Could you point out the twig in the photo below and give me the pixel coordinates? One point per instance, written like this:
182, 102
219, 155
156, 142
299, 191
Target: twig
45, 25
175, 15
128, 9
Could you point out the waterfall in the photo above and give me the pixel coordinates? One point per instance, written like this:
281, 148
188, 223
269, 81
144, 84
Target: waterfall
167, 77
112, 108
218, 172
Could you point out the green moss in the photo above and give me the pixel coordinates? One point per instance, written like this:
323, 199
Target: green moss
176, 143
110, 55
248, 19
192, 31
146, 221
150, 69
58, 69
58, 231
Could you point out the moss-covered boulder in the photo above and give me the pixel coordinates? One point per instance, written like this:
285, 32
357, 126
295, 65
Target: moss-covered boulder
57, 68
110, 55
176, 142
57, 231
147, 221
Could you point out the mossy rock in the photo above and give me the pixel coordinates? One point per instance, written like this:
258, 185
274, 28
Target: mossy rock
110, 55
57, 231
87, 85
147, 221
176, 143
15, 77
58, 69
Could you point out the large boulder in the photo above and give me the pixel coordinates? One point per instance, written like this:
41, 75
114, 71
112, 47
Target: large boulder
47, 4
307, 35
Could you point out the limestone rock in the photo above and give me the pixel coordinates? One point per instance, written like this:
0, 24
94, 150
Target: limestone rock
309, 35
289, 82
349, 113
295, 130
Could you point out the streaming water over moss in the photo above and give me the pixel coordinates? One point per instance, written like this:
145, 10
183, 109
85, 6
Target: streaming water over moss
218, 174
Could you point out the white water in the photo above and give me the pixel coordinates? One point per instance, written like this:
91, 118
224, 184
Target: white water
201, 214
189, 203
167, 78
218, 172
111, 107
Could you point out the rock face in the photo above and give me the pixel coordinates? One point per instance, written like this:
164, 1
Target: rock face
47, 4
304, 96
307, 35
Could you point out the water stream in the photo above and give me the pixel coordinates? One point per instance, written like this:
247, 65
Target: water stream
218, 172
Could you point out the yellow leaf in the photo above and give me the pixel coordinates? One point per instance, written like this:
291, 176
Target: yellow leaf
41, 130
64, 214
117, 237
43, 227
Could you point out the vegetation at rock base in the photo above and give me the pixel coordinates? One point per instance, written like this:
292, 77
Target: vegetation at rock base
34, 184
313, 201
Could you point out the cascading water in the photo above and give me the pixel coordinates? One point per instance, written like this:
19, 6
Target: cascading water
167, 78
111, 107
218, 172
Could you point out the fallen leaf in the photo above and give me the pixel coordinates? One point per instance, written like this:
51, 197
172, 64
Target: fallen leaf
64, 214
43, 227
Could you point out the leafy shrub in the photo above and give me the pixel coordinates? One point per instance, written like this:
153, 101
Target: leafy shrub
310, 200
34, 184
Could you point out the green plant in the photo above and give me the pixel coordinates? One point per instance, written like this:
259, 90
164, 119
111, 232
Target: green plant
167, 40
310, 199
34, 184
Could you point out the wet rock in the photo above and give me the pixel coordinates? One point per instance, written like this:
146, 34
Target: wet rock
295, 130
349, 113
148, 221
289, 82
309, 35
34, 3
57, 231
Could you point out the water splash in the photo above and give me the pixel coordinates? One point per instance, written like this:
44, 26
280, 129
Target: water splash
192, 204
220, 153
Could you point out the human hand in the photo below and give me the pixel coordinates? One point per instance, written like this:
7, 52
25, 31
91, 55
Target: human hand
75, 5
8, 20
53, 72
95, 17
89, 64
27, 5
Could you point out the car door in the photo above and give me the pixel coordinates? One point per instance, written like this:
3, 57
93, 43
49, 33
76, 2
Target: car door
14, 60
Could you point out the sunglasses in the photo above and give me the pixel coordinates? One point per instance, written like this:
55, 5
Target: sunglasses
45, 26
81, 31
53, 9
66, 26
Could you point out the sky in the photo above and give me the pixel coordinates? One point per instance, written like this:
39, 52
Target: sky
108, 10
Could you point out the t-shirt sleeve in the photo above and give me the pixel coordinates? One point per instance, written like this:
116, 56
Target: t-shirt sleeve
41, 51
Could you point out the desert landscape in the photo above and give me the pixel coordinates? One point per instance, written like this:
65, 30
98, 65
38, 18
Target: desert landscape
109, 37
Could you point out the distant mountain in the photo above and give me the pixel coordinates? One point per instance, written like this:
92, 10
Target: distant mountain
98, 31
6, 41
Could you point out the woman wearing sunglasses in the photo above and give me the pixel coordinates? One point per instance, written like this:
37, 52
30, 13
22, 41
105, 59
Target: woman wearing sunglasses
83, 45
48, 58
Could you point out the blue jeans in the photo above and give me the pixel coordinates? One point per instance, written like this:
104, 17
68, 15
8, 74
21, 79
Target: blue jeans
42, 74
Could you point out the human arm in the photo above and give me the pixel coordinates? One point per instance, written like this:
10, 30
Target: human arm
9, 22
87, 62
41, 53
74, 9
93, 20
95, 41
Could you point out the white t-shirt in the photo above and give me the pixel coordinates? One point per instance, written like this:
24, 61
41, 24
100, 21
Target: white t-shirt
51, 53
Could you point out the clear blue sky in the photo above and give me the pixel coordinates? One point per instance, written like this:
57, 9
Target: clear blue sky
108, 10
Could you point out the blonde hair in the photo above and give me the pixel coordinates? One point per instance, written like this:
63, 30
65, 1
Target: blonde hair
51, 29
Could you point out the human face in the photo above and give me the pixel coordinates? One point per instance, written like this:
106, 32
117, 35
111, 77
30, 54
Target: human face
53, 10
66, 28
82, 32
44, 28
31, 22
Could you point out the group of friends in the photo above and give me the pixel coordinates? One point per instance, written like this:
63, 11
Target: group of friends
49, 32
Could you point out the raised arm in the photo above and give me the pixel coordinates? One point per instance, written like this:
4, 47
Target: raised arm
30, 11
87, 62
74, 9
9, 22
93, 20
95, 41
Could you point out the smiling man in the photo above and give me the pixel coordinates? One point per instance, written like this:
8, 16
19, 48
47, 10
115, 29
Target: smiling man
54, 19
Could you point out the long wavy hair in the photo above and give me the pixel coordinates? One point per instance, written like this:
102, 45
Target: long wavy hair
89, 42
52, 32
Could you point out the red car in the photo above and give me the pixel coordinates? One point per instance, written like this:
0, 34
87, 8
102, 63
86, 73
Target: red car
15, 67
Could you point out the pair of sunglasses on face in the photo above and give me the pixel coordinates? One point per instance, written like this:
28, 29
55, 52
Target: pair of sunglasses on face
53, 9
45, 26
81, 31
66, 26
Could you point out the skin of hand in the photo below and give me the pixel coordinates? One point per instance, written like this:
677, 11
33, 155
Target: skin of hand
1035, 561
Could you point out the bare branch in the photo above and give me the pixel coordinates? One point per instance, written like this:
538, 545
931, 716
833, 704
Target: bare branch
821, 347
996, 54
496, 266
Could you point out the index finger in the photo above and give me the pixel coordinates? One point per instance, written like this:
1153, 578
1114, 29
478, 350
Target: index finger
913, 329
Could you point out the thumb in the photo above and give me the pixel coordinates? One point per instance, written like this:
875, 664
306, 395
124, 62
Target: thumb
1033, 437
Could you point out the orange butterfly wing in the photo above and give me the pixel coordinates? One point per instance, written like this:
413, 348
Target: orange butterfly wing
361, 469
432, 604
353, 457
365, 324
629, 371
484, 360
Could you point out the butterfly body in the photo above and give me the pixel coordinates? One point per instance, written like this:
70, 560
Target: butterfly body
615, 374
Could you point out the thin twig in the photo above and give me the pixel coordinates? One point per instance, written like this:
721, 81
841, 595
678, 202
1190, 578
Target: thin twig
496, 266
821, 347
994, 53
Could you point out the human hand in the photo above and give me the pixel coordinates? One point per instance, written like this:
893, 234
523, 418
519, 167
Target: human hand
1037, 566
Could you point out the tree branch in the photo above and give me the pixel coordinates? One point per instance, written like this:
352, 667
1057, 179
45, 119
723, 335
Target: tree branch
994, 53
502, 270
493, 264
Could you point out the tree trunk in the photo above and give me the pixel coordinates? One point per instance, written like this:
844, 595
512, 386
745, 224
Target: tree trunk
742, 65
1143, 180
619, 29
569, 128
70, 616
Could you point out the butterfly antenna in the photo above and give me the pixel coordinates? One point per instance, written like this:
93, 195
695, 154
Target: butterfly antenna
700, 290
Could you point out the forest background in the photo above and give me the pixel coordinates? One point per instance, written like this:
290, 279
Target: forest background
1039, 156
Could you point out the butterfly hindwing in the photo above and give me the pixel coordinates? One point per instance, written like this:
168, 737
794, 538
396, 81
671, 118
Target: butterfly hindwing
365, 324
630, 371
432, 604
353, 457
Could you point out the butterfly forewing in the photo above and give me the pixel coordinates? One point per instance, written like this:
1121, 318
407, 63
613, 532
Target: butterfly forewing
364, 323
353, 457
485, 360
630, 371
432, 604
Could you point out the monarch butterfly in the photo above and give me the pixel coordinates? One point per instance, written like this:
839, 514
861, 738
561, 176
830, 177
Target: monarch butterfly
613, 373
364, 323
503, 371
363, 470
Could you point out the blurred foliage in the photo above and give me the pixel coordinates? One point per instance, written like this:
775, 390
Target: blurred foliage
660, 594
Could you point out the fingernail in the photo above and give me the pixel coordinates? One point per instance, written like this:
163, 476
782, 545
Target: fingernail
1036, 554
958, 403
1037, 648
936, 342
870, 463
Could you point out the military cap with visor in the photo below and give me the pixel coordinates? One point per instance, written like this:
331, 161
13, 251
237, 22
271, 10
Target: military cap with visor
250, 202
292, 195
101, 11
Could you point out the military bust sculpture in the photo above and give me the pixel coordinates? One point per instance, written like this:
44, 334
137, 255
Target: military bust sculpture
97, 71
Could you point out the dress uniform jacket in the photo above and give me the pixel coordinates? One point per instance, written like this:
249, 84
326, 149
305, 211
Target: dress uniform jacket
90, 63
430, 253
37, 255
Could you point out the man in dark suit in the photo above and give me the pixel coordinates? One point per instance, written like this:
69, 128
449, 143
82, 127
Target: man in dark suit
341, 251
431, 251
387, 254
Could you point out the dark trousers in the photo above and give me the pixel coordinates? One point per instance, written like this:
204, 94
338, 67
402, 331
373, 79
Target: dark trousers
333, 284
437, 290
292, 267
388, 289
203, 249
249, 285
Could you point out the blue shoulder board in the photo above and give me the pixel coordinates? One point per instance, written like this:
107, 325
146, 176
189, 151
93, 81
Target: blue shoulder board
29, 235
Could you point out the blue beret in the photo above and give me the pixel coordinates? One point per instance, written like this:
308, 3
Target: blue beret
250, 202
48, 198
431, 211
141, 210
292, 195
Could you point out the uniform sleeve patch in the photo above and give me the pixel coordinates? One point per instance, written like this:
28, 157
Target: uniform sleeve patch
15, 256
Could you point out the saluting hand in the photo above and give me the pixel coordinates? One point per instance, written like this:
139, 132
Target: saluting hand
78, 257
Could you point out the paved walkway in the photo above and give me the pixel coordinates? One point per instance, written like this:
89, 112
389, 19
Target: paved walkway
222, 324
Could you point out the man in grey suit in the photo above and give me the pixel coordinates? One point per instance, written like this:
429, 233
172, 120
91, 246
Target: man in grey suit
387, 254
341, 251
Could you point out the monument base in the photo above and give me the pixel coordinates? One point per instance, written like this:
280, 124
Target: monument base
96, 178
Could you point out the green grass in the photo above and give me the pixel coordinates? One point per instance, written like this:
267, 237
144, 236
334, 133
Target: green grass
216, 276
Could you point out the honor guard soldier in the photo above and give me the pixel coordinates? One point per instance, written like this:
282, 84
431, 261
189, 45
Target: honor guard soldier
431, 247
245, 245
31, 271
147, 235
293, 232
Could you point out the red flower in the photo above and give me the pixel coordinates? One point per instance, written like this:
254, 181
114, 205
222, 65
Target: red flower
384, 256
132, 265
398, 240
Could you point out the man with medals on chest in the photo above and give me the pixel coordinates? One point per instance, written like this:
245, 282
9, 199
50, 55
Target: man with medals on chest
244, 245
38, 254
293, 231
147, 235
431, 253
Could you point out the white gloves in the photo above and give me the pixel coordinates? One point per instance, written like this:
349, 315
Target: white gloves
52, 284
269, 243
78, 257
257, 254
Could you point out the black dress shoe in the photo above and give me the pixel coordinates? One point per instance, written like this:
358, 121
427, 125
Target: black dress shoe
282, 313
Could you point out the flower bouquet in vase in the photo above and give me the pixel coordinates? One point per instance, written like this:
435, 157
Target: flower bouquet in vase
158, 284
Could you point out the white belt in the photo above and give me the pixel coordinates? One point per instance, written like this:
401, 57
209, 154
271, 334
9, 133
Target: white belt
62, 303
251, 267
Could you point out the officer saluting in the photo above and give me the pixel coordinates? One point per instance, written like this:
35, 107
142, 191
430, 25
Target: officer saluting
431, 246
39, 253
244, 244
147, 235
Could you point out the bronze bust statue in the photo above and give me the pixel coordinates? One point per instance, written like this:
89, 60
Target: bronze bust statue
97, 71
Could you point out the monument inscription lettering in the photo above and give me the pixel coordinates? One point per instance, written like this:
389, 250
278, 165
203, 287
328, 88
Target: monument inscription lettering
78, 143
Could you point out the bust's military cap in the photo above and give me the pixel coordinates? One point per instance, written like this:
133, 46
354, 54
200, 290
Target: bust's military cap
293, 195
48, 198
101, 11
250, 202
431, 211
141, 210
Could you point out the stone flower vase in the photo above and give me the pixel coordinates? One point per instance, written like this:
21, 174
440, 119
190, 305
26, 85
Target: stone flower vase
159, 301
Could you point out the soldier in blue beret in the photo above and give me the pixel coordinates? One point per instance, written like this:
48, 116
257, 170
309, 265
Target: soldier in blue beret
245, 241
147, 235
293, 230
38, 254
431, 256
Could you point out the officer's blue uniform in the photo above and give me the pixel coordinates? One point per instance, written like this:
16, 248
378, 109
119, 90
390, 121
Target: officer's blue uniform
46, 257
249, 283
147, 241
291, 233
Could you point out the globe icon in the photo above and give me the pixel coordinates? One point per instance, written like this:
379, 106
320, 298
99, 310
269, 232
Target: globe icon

········

Instructions to follow:
Retype, exactly and only, the lines running from the one with "Could you point out the soldier" through the final line of the listing above.

Written response:
Could you point out the soldier in blue beret in the photo above and give me the pixel coordinates? One point per instance, written like this:
48, 116
257, 170
309, 265
Target: soldier in blue beret
245, 241
147, 235
293, 230
38, 254
431, 256
Could you point out the officer's blue uniform in the photo above and give me the pixel coordinates? One point per instance, written like this:
16, 248
378, 109
119, 90
390, 121
Target: officer's blue uniform
46, 257
249, 283
147, 241
291, 233
Could you point out the globe icon in the photo above and give me the pixel coordinates? One point per instance, written like this:
379, 106
320, 298
99, 310
269, 232
Target: globe icon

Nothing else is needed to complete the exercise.